Selected passage ::
Single by The Killers

from the album Direct Hits
- Released: September 17, 2013
- Recorded: 2013
- Genre: Synth-pop; pop rock;
- Length: 4:02
- Label: Island
- Songwriter: Brandon Flowers
- Producer: Anthony Gonzalez

The Killers singles chronology
| "Here with Me" (2012) | "Shot at the Night" (2013) | "Just Another Girl" (2013) |

Music video
- "Shot at the Night" on YouTube

= Shot at the Night =

"Shot at the Night" is a song by American rock band The Killers. The song serves as the lead single from the band's second compilation album, Direct Hits. The track was unveiled on September 16, 2013, the tenth anniversary of the band's first London show, and sent immediately to mainstream radio.

==Recording and production==
The song was produced by M83's Anthony Gonzalez, who had supported the band on their Day & Age World Tour. Island Records subsequently suggested Gonzalez as a possible producer for the band, following the success of M83's sixth studio album, Hurry Up, We're Dreaming (2011). Guitarist Dave Keuning noted, "There was a mutual thing like, 'Yeah we think he's good. We'll try him out.' It's something we finally agreed with our label on."

Regarding the band's collaboration with Gonzalez, vocalist Brandon Flowers stated, "He's one of these new school producers. He's a technical wizard, but you can't discount his musicality. A lot of people do, because of the involvement of computers, but he's a real musician, too. He and Stuart Price may be known for working on the digital side of things, but they're also two of the most musical guys I've ever met."

==Critical reception==
The song has received positive reviews from music critics. NME listed it top of their "10 tracks you have to hear this week 18/09/13", noting "it's a fittingly triumphant mix of Gonzalez's glittering synth-pop and The Killers' own huge-hearted bombast", adding "it has a euphoric chorus that's as reminiscent of '80s power-pop as the anthemic indie that Nevada's finest have become renowned for."

Spin found the track to be a "space-age jewel — with its sparkling electronics, chest-thumping chorus, and Midnight City-reared percussion".

Rolling Stone believed the song ventures into "the fantasia of Eighties pop-rock soundtracks, dripping with hair spray, swaddled in the fog of dry ice", and concluded the song was "solid", and later listed "Shot at the Night" as the hundredth best song of the year.

==Music video==
The music video for the song was unveiled on September 26, 2013, and was directed by Roboshobo, who had previously worked with the band on Christmas charity singles 'The Cowboy's Christmas Ball' and 'I Feel It In My Bones'. Regarding the choice of director, lead singer Brandon Flowers noted "We always get a ton of treatments for videos where raunchiness and debauchery are at the forefront, regardless of what fire the song is stoking. We liked that Robert's treatment was different and classy, and he pulled it off."

Raw data ::
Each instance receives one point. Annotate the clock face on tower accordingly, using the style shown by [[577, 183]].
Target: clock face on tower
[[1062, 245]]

Tasks to complete ::
1/ According to the article on "Shot at the Night," who directed the song's music video?
2/ Repeat word for word a stretch of the article on "Shot at the Night," beginning at the words "The Killers singles" and stopping after "to mainstream radio.".

Answers for the exercise ::
1/ Roboshobo

2/
The Killers singles chronology
| "Here with Me" (2012) | "Shot at the Night" (2013) | "Just Another Girl" (2013) |

Music video
- "Shot at the Night" on YouTube

= Shot at the Night =

"Shot at the Night" is a song by American rock band The Killers. The song serves as the lead single from the band's second compilation album, Direct Hits. The track was unveiled on September 16, 2013, the tenth anniversary of the band's first London show, and sent immediately to mainstream radio.